Extrait choisi:
Ce n'est pas sans sourire que j'ai écrit ce titre, en pensant aux images qu'il peut éveiller dans l'esprit de ceux qui le liront, et je gagerais bien ne pas me tromper en disant qu'il s'agira avant tout, et peut-être uniquement, du rossignol d'une part et, de l'autre, de la sombre cohorte des chouettes et des hiboux.

Je ne vous parlerai pas du premier. On en a trop, parlé. On en a trop écrit. Depuis Lamartine et son Ode au Rossignol en dix-neuf strophes, jusqu'à certain chroniqueur de la Revue des Deux Mondes, récemment décédé, qui s'attendrit à voir, en février, un couple de ces oiseaux s'égosiller sur les buissons encore nus, et à certain converti de l'autre guerre qui catalogue parmi ses souvenirs du front le chant des innombrables rossignols peuplant la forêt dans laquelle il campait au mois d'août, alors qu'ils n'arrivent chez nous qu'en avril et que depuis juin, ils gardent le silence.

Données fournies:

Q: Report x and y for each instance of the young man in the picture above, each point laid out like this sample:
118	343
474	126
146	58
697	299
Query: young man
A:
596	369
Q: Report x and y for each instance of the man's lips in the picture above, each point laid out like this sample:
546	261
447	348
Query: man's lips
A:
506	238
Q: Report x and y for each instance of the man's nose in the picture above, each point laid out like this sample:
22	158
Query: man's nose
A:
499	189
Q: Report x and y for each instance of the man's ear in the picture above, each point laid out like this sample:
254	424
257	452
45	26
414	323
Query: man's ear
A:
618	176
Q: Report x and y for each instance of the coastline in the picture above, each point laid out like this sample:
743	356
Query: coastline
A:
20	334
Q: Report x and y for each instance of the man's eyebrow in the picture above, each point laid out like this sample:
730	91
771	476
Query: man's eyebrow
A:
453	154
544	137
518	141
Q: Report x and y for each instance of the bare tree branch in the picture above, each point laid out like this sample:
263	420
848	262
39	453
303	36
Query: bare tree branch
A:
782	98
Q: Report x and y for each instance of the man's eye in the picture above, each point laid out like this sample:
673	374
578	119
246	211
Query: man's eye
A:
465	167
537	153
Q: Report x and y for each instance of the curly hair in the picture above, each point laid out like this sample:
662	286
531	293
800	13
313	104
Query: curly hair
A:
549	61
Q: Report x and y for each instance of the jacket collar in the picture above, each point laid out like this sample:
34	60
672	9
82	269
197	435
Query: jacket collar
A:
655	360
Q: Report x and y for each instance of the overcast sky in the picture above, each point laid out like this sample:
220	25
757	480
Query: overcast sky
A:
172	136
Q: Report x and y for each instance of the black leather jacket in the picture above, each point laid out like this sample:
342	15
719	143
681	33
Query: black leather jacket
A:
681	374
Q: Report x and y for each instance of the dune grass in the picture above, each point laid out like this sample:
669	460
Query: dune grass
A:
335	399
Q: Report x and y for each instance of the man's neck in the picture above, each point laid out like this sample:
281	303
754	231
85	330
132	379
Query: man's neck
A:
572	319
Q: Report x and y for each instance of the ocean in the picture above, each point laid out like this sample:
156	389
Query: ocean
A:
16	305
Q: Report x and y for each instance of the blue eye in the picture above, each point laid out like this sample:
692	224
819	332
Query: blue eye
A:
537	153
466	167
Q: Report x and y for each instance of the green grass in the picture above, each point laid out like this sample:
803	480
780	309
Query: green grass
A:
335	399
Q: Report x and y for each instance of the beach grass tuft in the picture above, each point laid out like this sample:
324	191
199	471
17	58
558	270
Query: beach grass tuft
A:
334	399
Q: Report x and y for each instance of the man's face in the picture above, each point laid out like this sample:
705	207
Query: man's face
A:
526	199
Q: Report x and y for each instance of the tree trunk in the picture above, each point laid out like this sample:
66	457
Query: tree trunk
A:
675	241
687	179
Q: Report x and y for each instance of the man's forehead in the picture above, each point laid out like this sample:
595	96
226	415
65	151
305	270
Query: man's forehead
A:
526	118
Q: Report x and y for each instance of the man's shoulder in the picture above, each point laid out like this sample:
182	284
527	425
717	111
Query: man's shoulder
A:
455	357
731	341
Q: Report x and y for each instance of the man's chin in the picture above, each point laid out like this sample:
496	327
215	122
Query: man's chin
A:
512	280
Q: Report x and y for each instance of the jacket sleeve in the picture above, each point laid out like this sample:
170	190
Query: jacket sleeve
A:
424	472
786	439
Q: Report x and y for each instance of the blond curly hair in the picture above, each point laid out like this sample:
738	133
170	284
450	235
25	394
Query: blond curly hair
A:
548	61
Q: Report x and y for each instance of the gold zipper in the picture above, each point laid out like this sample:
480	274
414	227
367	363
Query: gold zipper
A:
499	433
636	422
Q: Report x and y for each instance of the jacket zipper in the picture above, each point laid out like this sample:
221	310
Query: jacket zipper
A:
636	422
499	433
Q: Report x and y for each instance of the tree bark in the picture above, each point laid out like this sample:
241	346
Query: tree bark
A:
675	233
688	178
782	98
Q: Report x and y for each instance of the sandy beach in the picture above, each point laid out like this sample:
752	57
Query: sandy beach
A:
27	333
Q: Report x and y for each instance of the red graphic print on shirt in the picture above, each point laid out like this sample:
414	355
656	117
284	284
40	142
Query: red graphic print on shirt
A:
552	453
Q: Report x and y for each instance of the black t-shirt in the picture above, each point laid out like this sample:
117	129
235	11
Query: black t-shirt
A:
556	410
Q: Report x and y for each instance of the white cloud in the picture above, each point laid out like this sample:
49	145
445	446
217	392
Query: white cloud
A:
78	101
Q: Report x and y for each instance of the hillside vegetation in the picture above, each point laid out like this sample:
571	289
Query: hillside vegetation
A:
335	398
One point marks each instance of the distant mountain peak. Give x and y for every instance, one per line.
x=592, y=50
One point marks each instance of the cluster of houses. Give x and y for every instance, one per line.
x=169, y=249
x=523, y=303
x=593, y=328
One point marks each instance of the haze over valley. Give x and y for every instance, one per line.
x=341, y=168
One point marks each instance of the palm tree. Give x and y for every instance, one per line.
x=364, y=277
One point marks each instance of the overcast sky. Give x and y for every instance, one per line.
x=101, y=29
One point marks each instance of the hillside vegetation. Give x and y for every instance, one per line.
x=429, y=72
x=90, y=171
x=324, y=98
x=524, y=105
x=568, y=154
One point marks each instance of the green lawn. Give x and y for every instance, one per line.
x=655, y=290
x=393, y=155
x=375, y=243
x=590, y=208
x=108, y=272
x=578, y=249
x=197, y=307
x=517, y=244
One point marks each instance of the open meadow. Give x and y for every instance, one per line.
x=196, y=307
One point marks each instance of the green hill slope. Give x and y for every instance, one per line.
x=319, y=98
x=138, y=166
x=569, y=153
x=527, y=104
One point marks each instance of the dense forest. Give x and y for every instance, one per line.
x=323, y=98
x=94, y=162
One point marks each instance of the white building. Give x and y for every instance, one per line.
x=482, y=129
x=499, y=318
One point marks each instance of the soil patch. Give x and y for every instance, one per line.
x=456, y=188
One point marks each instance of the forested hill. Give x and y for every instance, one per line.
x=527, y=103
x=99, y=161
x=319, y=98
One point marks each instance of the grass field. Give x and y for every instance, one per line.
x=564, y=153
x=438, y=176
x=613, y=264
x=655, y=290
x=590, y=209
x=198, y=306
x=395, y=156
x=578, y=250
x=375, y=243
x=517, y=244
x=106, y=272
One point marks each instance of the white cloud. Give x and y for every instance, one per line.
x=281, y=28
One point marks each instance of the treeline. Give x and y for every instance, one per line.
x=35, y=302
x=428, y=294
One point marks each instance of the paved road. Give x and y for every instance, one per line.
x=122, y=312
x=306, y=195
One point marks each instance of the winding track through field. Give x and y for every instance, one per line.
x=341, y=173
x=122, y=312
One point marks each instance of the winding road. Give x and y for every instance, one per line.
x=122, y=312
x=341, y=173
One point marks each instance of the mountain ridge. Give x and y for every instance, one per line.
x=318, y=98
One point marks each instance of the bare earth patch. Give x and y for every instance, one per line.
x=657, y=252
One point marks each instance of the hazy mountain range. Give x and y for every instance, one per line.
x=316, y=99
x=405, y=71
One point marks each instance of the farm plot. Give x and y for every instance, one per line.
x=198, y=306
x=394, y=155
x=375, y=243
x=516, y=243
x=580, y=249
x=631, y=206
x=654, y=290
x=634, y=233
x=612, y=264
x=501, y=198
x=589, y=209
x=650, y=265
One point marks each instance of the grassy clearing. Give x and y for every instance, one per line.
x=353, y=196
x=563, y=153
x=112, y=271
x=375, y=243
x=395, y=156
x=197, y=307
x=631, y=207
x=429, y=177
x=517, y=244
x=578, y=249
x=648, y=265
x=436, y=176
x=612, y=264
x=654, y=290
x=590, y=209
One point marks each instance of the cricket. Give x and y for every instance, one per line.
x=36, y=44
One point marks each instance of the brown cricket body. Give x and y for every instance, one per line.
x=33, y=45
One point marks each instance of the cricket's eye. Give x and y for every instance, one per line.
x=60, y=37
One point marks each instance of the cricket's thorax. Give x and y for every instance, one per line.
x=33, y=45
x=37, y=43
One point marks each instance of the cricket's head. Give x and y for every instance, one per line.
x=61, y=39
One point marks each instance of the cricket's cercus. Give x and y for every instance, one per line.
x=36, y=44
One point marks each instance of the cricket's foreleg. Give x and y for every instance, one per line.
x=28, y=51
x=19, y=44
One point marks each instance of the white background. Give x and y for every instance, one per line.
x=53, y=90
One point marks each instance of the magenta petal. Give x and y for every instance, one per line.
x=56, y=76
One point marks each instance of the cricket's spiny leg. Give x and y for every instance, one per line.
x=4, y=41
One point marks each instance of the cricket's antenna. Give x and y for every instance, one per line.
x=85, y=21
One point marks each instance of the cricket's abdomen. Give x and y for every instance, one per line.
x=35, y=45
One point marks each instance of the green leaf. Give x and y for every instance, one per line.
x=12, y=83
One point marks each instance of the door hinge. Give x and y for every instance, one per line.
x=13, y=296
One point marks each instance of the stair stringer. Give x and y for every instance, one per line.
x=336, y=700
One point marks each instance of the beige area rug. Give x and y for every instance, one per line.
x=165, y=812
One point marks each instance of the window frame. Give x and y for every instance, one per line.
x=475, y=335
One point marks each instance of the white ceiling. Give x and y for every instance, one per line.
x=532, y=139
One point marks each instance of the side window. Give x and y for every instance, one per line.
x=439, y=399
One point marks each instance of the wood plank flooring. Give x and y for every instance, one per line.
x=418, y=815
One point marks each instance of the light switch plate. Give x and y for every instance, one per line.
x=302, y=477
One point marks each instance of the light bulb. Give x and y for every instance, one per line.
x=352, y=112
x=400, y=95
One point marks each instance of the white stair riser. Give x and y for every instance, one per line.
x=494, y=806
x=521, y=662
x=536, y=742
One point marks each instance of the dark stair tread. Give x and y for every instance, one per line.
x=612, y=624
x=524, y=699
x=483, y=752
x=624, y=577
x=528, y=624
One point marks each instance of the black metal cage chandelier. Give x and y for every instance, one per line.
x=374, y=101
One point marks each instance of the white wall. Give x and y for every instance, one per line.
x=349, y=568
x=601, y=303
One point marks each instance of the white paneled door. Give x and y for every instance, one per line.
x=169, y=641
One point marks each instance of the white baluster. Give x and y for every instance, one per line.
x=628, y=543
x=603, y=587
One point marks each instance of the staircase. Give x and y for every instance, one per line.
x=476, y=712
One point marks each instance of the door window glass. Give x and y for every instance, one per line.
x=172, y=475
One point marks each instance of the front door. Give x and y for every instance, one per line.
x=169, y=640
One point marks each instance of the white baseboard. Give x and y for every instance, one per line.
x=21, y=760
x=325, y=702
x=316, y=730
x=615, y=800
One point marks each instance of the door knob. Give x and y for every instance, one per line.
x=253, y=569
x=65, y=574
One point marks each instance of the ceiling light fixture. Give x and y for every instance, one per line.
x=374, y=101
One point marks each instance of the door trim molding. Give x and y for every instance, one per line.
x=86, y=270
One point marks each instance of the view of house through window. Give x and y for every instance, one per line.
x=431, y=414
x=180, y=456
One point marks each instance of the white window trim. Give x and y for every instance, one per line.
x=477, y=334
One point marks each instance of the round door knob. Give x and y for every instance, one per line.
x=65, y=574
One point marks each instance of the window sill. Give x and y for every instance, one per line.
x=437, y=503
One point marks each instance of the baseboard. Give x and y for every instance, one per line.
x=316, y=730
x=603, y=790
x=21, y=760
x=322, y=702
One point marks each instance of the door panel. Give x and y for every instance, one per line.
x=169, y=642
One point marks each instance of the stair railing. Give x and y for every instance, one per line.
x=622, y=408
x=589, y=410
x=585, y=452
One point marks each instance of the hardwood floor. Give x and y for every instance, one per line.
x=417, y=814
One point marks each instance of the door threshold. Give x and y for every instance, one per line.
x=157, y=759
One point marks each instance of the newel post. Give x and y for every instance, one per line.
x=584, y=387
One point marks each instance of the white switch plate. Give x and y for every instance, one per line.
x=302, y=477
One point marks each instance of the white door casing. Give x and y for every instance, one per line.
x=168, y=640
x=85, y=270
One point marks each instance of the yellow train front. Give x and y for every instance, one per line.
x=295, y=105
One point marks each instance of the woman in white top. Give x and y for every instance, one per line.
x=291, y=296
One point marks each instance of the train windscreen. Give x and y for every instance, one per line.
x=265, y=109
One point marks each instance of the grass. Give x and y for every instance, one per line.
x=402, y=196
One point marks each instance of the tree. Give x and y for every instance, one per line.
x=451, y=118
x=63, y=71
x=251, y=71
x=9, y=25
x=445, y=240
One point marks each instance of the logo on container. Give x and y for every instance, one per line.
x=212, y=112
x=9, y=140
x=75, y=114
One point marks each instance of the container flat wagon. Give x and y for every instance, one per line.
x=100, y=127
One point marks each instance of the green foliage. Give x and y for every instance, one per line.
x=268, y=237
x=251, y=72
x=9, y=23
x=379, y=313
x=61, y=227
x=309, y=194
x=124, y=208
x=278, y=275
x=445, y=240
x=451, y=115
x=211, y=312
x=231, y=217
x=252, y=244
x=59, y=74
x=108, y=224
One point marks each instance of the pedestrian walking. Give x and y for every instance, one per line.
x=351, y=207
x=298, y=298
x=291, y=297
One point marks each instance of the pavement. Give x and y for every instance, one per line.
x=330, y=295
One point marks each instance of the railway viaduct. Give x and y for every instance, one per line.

Consigne: Pourriez-vous recopier intégralement l'extrait choisi, mot pour mot, sans rien y modifier ?

Réponse ci-dessous:
Ce n'est pas sans sourire que j'ai écrit ce titre, en pensant aux images qu'il peut éveiller dans l'esprit de ceux qui le liront, et je gagerais bien ne pas me tromper en disant qu'il s'agira avant tout, et peut-être uniquement, du rossignol d'une part et, de l'autre, de la sombre cohorte des chouettes et des hiboux.

Je ne vous parlerai pas du premier. On en a trop, parlé. On en a trop écrit. Depuis Lamartine et son Ode au Rossignol en dix-neuf strophes, jusqu'à certain chroniqueur de la Revue des Deux Mondes, récemment décédé, qui s'attendrit à voir, en février, un couple de ces oiseaux s'égosiller sur les buissons encore nus, et à certain converti de l'autre guerre qui catalogue parmi ses souvenirs du front le chant des innombrables rossignols peuplant la forêt dans laquelle il campait au mois d'août, alors qu'ils n'arrivent chez nous qu'en avril et que depuis juin, ils gardent le silence.